== Segment start ==

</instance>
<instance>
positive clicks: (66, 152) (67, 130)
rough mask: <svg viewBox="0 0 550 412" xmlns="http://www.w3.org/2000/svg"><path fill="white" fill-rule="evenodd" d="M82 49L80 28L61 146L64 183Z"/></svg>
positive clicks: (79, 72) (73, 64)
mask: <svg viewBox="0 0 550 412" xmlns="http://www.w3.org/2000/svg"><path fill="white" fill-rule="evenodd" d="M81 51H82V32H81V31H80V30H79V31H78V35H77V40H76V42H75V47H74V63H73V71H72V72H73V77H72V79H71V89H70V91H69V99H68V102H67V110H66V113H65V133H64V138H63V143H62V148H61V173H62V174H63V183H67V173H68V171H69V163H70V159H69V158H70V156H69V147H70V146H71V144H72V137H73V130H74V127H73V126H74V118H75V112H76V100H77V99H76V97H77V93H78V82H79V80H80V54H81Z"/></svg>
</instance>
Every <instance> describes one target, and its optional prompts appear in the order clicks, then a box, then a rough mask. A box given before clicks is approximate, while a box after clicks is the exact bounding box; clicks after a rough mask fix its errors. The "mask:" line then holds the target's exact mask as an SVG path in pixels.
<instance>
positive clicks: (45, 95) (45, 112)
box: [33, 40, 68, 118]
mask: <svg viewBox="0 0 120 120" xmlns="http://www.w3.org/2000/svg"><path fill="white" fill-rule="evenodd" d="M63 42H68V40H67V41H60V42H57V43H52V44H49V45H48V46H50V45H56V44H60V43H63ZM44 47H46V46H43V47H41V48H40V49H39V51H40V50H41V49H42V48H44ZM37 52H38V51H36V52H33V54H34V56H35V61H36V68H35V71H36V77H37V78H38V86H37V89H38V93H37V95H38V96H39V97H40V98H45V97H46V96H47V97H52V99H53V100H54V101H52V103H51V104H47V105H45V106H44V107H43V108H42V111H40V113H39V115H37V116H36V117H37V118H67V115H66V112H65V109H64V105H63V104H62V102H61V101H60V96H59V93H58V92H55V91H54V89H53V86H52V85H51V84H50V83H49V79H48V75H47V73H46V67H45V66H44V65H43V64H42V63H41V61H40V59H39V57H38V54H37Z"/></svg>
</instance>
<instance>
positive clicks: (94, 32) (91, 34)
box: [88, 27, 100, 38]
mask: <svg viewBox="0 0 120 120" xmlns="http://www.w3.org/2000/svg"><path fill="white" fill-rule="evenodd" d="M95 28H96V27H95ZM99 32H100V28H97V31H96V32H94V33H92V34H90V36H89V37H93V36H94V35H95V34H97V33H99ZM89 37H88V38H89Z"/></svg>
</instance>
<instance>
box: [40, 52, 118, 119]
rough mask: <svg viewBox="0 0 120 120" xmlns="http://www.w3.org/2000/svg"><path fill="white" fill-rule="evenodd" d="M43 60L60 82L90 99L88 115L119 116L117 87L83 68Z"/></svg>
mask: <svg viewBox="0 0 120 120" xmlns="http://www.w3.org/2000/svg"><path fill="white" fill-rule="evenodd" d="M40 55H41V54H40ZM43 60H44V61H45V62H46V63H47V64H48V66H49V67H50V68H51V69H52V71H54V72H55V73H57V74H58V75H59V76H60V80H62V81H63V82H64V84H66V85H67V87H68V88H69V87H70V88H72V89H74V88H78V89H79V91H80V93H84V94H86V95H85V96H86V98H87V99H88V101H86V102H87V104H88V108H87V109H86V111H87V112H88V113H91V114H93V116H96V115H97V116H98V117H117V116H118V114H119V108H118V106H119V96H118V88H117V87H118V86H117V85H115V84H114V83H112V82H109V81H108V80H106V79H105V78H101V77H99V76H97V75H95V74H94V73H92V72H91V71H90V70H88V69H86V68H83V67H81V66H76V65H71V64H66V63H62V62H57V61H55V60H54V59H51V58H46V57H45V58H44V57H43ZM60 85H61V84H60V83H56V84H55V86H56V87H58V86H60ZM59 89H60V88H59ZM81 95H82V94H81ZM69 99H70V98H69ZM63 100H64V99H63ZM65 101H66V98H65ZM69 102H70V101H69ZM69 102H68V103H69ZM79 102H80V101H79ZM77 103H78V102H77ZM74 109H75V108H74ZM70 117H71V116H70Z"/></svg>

== Segment end ==

__Requirement__
Above are the entries. Output exactly the lines beginning with the line that has "positive clicks: (94, 32) (91, 34)" and ending with the line that has "box: [40, 52, 118, 119]".

__Answer for the task__
positive clicks: (94, 32) (91, 34)
box: [88, 27, 100, 38]
mask: <svg viewBox="0 0 120 120" xmlns="http://www.w3.org/2000/svg"><path fill="white" fill-rule="evenodd" d="M95 28H96V27H95ZM99 32H100V28H97V31H96V32H94V33H92V34H90V36H89V37H93V36H94V35H95V34H97V33H99ZM89 37H88V38H89Z"/></svg>
</instance>
<instance>
box: [40, 52, 118, 119]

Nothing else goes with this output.